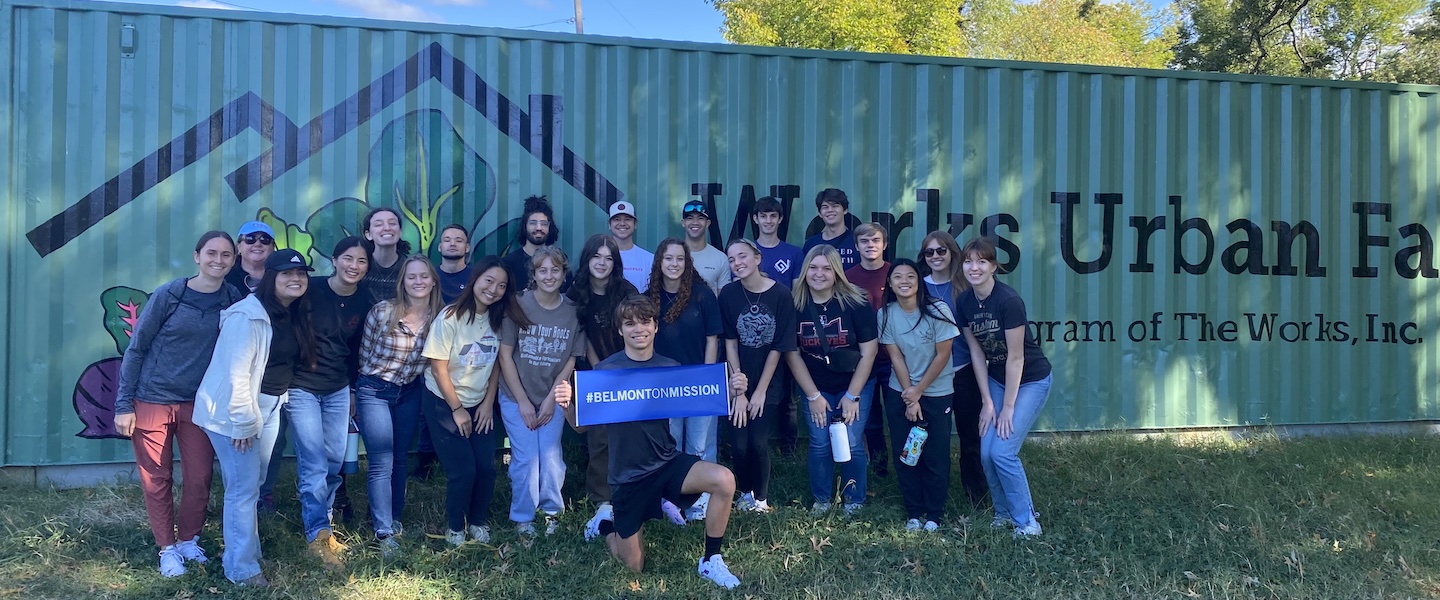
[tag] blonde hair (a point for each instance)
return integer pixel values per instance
(847, 292)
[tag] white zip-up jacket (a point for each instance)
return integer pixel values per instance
(228, 399)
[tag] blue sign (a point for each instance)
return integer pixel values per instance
(627, 394)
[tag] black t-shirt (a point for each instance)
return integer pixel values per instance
(452, 284)
(988, 320)
(598, 317)
(379, 281)
(684, 340)
(759, 323)
(846, 327)
(339, 323)
(642, 446)
(280, 369)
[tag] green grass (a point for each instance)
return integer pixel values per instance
(1125, 518)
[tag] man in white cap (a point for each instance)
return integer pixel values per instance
(254, 245)
(637, 259)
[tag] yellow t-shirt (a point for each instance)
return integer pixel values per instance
(471, 350)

##############################

What you should do: Could you rewrite the lines above as a JSON list of strings, one string per line, skipping blank lines and leaving out the picture?

Output below:
[
  "[tag] blonde hair (a point for each instance)",
  "return integer pixel values per instance",
  "(847, 292)",
  "[tag] white zip-up jacket (a point for each instance)",
  "return integer pixel values per instance",
  "(228, 399)",
  "[tag] blue sign (a point for each instance)",
  "return integer pixel values per instance",
  "(627, 394)",
  "[tag] black t-shirt (a point for each instance)",
  "return integer pixel values per instance",
  "(452, 284)",
  "(988, 320)",
  "(598, 317)",
  "(379, 281)",
  "(684, 340)",
  "(759, 323)",
  "(846, 327)",
  "(339, 323)",
  "(642, 446)",
  "(280, 369)",
  "[tag] green grass (a point for each instance)",
  "return integer pixel values per instance",
  "(1125, 518)",
  "[tag] man in white cap (a point for each instance)",
  "return integer pixel values per instance",
  "(254, 245)",
  "(637, 259)",
  "[tag] yellow t-shirt (a point for each instance)",
  "return integer pixel values per instance",
  "(471, 350)"
]